Data for this exercise:
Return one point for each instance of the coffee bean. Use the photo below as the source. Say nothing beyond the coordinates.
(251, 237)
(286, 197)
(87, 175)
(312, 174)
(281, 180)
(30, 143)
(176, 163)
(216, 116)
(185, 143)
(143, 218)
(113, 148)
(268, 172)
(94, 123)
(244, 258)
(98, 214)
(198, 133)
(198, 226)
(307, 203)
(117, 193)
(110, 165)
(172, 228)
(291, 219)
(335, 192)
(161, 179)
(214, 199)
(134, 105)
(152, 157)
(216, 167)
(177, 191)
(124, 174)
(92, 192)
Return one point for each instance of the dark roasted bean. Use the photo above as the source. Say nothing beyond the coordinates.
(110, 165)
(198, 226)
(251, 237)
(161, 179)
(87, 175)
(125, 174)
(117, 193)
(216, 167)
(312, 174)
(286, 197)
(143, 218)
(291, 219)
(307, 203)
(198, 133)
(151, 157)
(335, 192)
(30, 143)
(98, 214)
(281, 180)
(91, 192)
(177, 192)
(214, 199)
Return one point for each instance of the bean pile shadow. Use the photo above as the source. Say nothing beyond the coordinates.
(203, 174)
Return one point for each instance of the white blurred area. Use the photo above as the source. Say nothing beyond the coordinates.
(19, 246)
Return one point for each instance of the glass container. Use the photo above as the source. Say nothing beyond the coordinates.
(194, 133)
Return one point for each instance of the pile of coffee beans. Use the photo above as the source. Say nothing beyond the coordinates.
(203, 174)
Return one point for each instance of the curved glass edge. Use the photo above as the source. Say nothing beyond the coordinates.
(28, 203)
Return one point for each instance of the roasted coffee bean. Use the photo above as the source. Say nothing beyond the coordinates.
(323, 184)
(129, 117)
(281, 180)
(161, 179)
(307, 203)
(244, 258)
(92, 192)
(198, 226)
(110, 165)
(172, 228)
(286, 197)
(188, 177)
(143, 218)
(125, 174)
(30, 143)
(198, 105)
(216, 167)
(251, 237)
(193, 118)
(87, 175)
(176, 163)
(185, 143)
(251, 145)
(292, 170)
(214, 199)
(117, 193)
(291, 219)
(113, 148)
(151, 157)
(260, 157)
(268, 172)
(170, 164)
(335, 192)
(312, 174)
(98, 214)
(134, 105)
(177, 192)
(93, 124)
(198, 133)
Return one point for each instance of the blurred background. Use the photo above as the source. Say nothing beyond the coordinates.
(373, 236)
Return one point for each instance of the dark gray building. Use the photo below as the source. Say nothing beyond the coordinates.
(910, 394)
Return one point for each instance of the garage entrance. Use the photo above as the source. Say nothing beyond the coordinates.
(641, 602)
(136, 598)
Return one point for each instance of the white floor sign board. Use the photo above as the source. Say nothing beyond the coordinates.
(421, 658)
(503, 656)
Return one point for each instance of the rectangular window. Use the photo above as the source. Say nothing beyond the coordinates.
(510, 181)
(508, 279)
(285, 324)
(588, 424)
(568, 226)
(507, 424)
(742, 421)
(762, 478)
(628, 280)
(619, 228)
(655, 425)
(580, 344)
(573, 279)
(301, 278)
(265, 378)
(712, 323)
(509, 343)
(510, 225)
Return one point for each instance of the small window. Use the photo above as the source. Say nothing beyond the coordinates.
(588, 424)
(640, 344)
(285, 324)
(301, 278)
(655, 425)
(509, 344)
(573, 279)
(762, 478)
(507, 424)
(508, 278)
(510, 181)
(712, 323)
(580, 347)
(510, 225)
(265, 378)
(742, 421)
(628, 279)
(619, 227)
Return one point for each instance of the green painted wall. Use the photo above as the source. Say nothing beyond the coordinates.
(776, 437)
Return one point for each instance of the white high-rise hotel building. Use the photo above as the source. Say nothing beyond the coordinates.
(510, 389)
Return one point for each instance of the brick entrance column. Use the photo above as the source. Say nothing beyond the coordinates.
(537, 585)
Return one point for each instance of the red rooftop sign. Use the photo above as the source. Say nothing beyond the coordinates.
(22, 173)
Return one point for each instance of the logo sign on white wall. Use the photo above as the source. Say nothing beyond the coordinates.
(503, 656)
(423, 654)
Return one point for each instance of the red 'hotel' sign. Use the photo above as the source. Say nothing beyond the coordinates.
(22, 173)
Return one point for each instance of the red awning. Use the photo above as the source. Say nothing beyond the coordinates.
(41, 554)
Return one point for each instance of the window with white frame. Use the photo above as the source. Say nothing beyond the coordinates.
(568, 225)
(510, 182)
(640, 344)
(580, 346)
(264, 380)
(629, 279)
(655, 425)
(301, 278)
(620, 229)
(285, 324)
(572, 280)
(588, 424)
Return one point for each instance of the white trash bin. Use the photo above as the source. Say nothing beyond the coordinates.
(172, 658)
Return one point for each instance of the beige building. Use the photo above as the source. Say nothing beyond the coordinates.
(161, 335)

Written exercise:
Output the records verbatim, from the first line to the last.

Reply to the exercise:
Return one point for each instance of the coffee bean. Use the photo below as the source. Say nothing beyond the coordinates.
(251, 237)
(286, 197)
(87, 175)
(312, 174)
(281, 180)
(30, 143)
(176, 163)
(216, 116)
(185, 143)
(143, 218)
(113, 148)
(268, 172)
(94, 123)
(244, 258)
(98, 214)
(198, 133)
(198, 226)
(307, 203)
(117, 193)
(110, 165)
(172, 228)
(291, 219)
(335, 192)
(161, 179)
(214, 199)
(134, 105)
(152, 157)
(216, 167)
(177, 191)
(124, 174)
(92, 192)
Return one point for each instance of the dark roasted bean. Use the photo above as the source. Say nothing beyond the coordinates.
(110, 165)
(198, 226)
(251, 237)
(161, 179)
(87, 175)
(125, 174)
(117, 193)
(216, 167)
(312, 174)
(286, 197)
(143, 218)
(291, 219)
(307, 203)
(198, 133)
(151, 157)
(335, 192)
(30, 143)
(98, 214)
(281, 180)
(91, 192)
(177, 192)
(214, 199)
Return one point for each instance of the bean pile shadow. Use the photo above as the source. Say nothing beyond the coordinates.
(203, 174)
Return one point for each instance of the white blurred area. Use the photo above as the source. Say nothing beyond the coordinates.
(19, 246)
Return one point for each instance of the glass container. Use the photo above as the source. Say nothing beyond the coordinates.
(194, 133)
Return one point for each instance of the pile of coffee beans. Use the photo above as the source. Say nothing beyond the coordinates.
(203, 174)
Return one point for each instance of the curved glass edge. Use the photo above as the source. Say nothing beyond the coordinates.
(28, 203)
Return one point for each instance of the roasted coffee bean. Use the photo above as the source. Say nothing beyond the coordinates.
(323, 184)
(129, 117)
(281, 180)
(161, 179)
(307, 203)
(244, 258)
(92, 192)
(198, 226)
(110, 165)
(172, 228)
(286, 197)
(188, 177)
(143, 218)
(125, 174)
(30, 143)
(198, 105)
(216, 167)
(251, 237)
(193, 118)
(87, 175)
(176, 163)
(185, 143)
(251, 145)
(292, 170)
(214, 199)
(117, 193)
(291, 219)
(113, 148)
(151, 157)
(260, 157)
(268, 172)
(170, 164)
(335, 192)
(312, 174)
(98, 214)
(134, 105)
(177, 192)
(93, 124)
(198, 133)
Return one point for each instance of the blurred background. Use the photo above as the source. Say nothing beyond the coordinates.
(373, 236)
Return one point for each instance of the dark gray building. Use the photo below as the source. Say nothing beyond the coordinates.
(910, 394)
Return one point for each instance of the garage entrance. Use the photo above as the source. Say nothing beyond the coordinates.
(641, 602)
(136, 598)
Return one point for each instance of the white floor sign board. Use the photo above as the source. Say nothing beyond the coordinates.
(421, 658)
(503, 656)
Return one point for each instance of the rectangular window. Use the photo above as the source. Say nothing beyond the coordinates.
(510, 181)
(508, 279)
(285, 324)
(588, 424)
(568, 226)
(507, 424)
(742, 421)
(762, 478)
(628, 280)
(619, 228)
(655, 425)
(580, 344)
(573, 279)
(301, 278)
(265, 378)
(712, 323)
(509, 343)
(510, 225)
Return one point for each instance of the small window. Use the photo above as the source. Say nothing beyond the coordinates.
(588, 424)
(640, 344)
(285, 324)
(301, 278)
(655, 425)
(509, 344)
(573, 279)
(762, 478)
(507, 424)
(508, 278)
(510, 181)
(712, 323)
(580, 347)
(510, 225)
(265, 378)
(742, 421)
(628, 279)
(619, 227)
Return one point for each instance of the green painted wall. Use the photo above as the source. Say nothing beyond the coordinates.
(776, 437)
Return one point for each instance of the white high-rise hotel building. Use the photo above as the source. Say nothing beyond the coordinates.
(510, 389)
Return one point for each instance of the brick entrance column. Use the photo above as the source. Say nothing beyond the coordinates.
(537, 585)
Return one point for each instance of the red rooftop sign. Use the photo above as the source. Say nothing beyond the coordinates.
(22, 173)
Return one point for each instance of the logo sign on white wall. Use the photo above as the source. Say nothing beyond the coordinates.
(503, 656)
(423, 654)
Return one point for each instance of the red 'hotel' sign. Use the photo above as the source. Say nothing beyond the coordinates.
(22, 173)
Return one point for each instance of the red awning. Use the photo above as the source. Say nothing beyond the coordinates.
(41, 554)
Return one point for each instance of the window with white frame. Use the photo above as the source. Say nothing beyond the coordinates.
(568, 225)
(510, 182)
(640, 344)
(580, 346)
(264, 380)
(629, 279)
(655, 425)
(301, 278)
(620, 229)
(285, 324)
(572, 280)
(588, 424)
Return one point for each instance of the white trash bin. Use the photo above as the source. Say nothing beyond the coordinates.
(172, 658)
Return one point for each instance of the beige building. Use the photo above as the source. Say nothing beyond the coordinates.
(161, 335)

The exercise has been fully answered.